### PROVIDED TEXT

——

THE YEAR THAT CHANGED MY PERSPECTIVE ON LIFE…..
This feels deeply personal.
But, I hit send.
So here goes.
Yesterday I ran into an old friend {former colleague}.
I was at bloomies shopping for a birthday gift.
Of course I ended up buying shit for myself.
It was 50% + more off, one does not not shop for thyself in that moment.
Back to my friend.
The small talk turned into big talk.
What I refer to as more meaningful conversation than just "hey, how are you and "this weather sucks."
You actually care what the person has to say and you listen.
She'll probably read this.
She was the gift of grace to me during a rough time where I thought I landed my dream job but it turned out to be the job from hell.
BACK TO THE STORY.
When she asked how I'm doing, "I said I'm good."
I paused.
Then I said, "well, I'm much better now because pre-pandemic I had actually gone through one of the roughest years of my life."

——

### DATA SHOWN
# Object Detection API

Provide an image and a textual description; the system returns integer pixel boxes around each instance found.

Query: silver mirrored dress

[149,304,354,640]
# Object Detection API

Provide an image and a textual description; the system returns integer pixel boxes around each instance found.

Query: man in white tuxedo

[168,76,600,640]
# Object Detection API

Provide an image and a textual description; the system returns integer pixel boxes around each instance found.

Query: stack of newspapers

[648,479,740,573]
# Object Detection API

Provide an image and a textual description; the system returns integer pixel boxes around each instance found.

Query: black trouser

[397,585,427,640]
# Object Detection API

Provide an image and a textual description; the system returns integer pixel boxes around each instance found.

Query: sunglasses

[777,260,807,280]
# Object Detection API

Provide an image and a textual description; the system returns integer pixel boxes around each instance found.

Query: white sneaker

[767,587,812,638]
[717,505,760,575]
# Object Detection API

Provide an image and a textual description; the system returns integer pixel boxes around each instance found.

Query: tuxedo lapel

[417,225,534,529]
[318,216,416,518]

——

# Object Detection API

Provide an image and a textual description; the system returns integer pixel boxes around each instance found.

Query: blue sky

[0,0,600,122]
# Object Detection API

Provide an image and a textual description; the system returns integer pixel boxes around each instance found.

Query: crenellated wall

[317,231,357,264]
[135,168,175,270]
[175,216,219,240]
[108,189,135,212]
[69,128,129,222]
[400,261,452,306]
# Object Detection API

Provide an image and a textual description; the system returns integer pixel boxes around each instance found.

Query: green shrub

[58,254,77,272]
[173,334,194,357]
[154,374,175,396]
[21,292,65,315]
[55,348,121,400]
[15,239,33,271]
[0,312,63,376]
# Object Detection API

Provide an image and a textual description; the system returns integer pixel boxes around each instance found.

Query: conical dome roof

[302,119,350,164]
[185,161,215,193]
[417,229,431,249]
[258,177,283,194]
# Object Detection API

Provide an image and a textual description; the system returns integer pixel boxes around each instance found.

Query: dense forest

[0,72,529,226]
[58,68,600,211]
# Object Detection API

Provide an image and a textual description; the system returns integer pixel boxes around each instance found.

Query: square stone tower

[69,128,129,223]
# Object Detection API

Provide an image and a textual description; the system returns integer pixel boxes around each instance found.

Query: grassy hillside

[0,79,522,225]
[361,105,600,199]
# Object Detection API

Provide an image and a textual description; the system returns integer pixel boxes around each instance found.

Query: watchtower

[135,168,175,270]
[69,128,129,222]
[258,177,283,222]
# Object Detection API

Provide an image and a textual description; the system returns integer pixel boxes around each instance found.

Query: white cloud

——

### WHAT TO PRODUCE
Carry on the essay about running into an old friend, picking up right after its last sentence. The material has no connection to the essay about running into an old friend.

### RESPONSE FOR THIS EXERCISE
I never really talked about it.
Not unless you are in my inner circle because my husband is a private person, which is why I don't talk about him often.
LAST YEAR...
"My husband went through a severe health crisis."
Honestly, it's made a pandemic and wearing face masks not such a big deal."
I don't mean that as an insult to anyone by the way, just keep reading
She said something along the lines of, " funny how those types of things put life into perspective."
I had never really, like really understood the meaning of that until last year.
Of course I've experienced loss in life.
But this was different.
It was my partner in crime, in the hospital, trying to survive.
EXACTLY A YEAR AGO TO THIS DAY.
The 4th of July, we were in the hospital.
James was recovering.
I was watching fireworks for a bit from the waiting room on 6th floor overlooking the hudson river.
He'd been in the hospital for over a week, but who was counting days?
They all seemed to merge into one.
I didn't even realize it was the 4th of July.
We had just been through hell and back.
He'd already been in the hospital in the Spring for nearly two weeks before this.
He was now recovering from a massive surgery and had just survived death, more than once.
I almost lost him in surgery (actually the doctor said, he did lose him) and miraculously saved his life.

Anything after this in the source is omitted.